[Start Data to use]

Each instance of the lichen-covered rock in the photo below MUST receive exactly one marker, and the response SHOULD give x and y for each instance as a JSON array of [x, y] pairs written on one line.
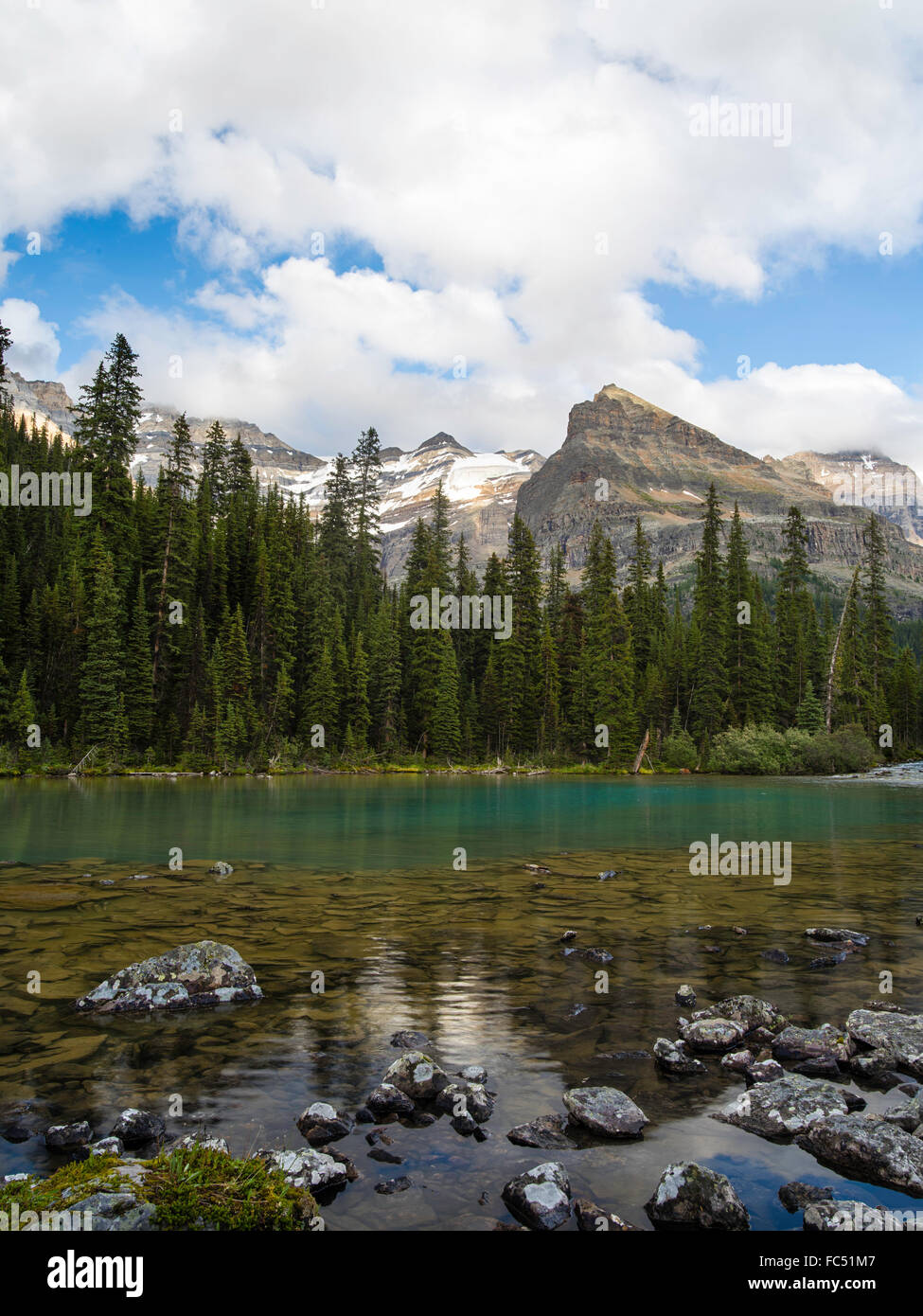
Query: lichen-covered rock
[[784, 1107], [713, 1033], [322, 1124], [417, 1076], [605, 1111], [546, 1133], [673, 1058], [693, 1197], [806, 1043], [63, 1137], [201, 972], [386, 1099], [135, 1128], [896, 1035], [873, 1150], [541, 1197], [751, 1012]]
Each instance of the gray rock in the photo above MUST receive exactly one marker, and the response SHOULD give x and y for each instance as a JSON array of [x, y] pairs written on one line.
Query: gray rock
[[546, 1133], [859, 1147], [691, 1197], [784, 1109], [62, 1137], [201, 972], [322, 1124], [138, 1127], [805, 1043], [417, 1076], [673, 1058], [541, 1197], [605, 1111]]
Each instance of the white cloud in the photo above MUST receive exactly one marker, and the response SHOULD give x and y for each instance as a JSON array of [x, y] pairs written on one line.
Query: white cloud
[[36, 347], [522, 170]]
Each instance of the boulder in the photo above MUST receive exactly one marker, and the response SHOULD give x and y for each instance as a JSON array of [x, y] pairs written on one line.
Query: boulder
[[784, 1109], [896, 1033], [872, 1150], [691, 1197], [135, 1128], [605, 1111], [201, 972], [541, 1197], [417, 1076]]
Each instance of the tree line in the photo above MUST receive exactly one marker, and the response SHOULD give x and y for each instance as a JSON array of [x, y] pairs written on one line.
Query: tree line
[[204, 623]]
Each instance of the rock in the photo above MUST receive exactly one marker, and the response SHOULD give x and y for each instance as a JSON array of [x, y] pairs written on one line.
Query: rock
[[763, 1072], [473, 1074], [711, 1033], [737, 1061], [322, 1123], [306, 1167], [417, 1076], [795, 1197], [673, 1058], [546, 1133], [848, 1217], [898, 1035], [691, 1197], [784, 1107], [859, 1147], [107, 1147], [387, 1099], [806, 1043], [63, 1137], [201, 972], [605, 1111], [462, 1099], [859, 938], [541, 1197], [135, 1128], [116, 1211], [389, 1186], [751, 1012], [593, 1218]]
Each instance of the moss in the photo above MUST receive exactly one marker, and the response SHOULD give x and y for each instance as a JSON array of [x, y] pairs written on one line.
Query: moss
[[191, 1187]]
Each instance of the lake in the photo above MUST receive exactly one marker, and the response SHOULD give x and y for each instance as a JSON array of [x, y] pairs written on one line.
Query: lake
[[361, 880]]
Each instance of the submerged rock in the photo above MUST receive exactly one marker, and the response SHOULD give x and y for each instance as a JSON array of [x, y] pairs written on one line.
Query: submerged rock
[[691, 1197], [873, 1150], [201, 972], [546, 1133], [784, 1107], [605, 1111], [541, 1197]]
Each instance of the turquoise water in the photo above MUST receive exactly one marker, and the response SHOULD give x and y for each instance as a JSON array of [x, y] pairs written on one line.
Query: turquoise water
[[354, 878]]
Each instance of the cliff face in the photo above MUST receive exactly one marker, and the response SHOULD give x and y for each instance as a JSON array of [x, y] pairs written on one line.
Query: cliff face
[[624, 457]]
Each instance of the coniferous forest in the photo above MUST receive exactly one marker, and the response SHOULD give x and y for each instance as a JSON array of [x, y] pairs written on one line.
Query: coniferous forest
[[205, 624]]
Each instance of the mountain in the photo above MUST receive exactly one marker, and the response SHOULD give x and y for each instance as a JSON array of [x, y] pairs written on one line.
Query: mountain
[[624, 457]]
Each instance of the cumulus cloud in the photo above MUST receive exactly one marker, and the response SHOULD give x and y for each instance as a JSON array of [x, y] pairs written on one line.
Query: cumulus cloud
[[522, 170]]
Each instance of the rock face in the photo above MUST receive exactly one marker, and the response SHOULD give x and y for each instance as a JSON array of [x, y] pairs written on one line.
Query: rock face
[[872, 1150], [659, 468], [784, 1107], [896, 1036], [691, 1197], [605, 1111], [541, 1197], [202, 972]]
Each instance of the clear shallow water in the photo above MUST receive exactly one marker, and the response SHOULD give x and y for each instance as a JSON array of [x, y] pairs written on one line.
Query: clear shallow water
[[353, 877]]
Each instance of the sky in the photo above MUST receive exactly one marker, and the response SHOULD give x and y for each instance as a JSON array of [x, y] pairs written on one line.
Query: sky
[[461, 216]]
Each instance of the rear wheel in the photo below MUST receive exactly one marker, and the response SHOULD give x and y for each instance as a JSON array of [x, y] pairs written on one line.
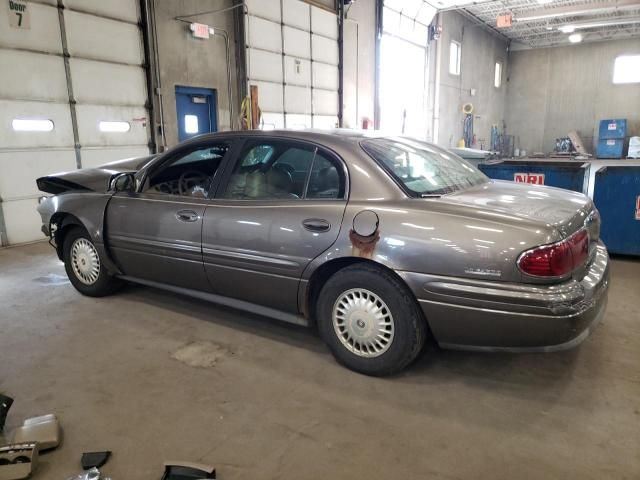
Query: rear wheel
[[84, 268], [370, 320]]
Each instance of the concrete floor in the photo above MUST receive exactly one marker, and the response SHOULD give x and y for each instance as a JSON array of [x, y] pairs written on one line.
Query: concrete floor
[[154, 376]]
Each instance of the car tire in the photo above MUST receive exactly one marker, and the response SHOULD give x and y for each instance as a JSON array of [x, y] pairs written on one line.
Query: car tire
[[370, 320], [84, 266]]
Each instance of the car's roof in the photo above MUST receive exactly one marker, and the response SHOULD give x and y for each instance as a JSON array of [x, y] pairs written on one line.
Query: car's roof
[[312, 134]]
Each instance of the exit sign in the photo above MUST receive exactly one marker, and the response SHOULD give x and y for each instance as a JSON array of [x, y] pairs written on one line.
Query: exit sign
[[19, 14], [504, 21], [534, 178]]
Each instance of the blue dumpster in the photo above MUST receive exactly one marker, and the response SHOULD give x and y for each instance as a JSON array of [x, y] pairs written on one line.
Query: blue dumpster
[[616, 193], [567, 175]]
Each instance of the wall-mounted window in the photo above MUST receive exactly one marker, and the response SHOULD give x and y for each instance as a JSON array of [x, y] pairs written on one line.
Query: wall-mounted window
[[455, 54], [191, 124], [497, 75], [31, 125], [626, 69], [114, 127]]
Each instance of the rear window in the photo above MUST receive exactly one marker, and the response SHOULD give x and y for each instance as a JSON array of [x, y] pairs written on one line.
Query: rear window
[[422, 169]]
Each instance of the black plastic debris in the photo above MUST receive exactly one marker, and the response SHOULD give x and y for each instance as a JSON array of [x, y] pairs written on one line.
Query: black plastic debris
[[94, 459], [187, 471], [5, 405]]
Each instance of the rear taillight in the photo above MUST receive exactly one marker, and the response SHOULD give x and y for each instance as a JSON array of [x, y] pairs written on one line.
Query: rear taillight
[[558, 259]]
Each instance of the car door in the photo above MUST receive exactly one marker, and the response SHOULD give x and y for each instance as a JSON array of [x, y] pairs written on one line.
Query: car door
[[281, 206], [155, 234]]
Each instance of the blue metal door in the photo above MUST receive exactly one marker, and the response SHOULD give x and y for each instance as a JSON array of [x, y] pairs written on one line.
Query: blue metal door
[[196, 110]]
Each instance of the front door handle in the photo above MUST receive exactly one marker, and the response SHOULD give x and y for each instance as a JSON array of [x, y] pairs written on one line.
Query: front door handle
[[187, 216], [316, 225]]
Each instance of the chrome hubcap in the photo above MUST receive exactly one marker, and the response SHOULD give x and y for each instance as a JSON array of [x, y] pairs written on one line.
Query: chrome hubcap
[[363, 323], [85, 261]]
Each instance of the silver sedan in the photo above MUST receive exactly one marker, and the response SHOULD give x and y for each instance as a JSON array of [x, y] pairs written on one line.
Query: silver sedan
[[382, 242]]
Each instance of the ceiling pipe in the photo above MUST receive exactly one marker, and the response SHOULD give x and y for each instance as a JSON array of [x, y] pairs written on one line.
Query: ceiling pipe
[[599, 23], [572, 11]]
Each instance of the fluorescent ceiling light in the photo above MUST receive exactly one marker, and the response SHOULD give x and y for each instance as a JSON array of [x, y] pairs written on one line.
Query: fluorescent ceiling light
[[119, 127], [31, 125]]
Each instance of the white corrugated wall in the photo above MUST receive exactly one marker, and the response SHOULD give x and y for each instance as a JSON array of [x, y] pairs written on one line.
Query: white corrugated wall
[[292, 56], [108, 84]]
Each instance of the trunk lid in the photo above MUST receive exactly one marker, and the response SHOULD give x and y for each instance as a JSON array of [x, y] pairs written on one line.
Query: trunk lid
[[564, 210], [90, 179]]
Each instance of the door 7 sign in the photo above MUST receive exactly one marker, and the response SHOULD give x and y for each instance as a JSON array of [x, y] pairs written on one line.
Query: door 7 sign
[[19, 14], [535, 178]]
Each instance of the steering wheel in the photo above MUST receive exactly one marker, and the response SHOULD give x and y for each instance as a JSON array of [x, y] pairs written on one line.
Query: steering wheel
[[190, 179], [284, 167]]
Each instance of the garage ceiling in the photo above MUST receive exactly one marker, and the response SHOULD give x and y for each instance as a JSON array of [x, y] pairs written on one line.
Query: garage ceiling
[[540, 23]]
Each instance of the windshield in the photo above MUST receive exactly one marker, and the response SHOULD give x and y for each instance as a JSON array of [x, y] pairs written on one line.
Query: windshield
[[423, 169]]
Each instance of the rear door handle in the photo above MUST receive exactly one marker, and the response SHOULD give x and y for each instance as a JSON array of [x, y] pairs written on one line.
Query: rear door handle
[[316, 225], [187, 216]]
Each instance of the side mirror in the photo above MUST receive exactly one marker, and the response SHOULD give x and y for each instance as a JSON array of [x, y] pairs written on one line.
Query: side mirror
[[123, 182]]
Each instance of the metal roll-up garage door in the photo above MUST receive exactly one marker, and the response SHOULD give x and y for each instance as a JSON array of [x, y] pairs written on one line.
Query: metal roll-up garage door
[[102, 83], [108, 78], [292, 56]]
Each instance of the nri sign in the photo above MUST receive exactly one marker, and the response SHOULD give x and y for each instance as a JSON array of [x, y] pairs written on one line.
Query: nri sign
[[535, 178], [19, 15]]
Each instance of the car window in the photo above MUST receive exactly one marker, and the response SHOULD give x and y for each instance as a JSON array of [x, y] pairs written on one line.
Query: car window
[[421, 168], [189, 175], [325, 180], [283, 170]]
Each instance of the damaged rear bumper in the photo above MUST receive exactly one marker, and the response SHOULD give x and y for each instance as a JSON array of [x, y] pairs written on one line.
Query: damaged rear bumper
[[479, 315]]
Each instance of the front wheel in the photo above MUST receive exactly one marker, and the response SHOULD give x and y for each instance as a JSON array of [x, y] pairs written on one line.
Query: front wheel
[[84, 268], [370, 320]]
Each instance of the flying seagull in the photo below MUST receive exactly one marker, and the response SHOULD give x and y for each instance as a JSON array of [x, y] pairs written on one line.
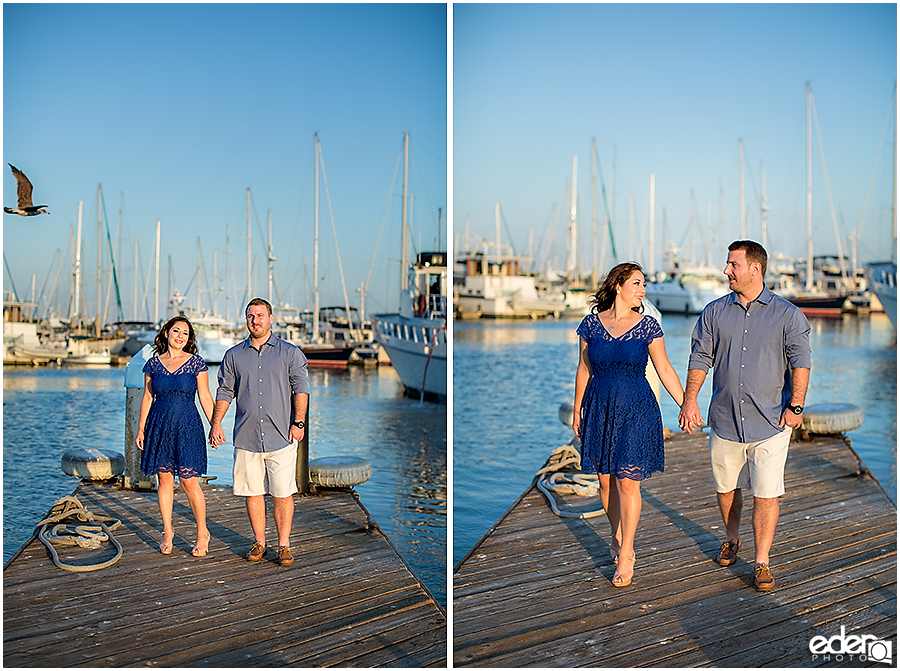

[End Data to use]

_What to work on_
Please reproduce, character for character, the stretch of lines from the one containing "Each instance of the submerged" through the one containing "[[205, 624]]", with both of those lines included.

_Exercise answer_
Each instance of the submerged rock in the photo above MUST receive exactly one marker, and the response SHOULD give x and y for each instance as a JSON array of [x, y] pairs written on one line.
Query: submerged rock
[[691, 1197], [873, 1150], [201, 972], [546, 1133], [784, 1107], [605, 1111], [541, 1197]]
Each instance of the turquoise water in the photo above MUST receive exactly one marker, and the response SHOULD give x and y for each instance as a JSON array of [x, y] pairs written on one line.
Query: turquoise water
[[354, 878]]
Each instance of the cliff face in the photo above MUST receive exactly one marker, and the response SHOULD give x and y for each instance as a JSON array of [x, y] pairs written on one line.
Query: cliff face
[[624, 457]]
Each instance of the coniferous forest in the photo above MUST receive exactly one marker, and the response SHOULD give x and y for each instance as a JSON array of [x, y] pairs written on one line.
Query: coniferous forest
[[205, 624]]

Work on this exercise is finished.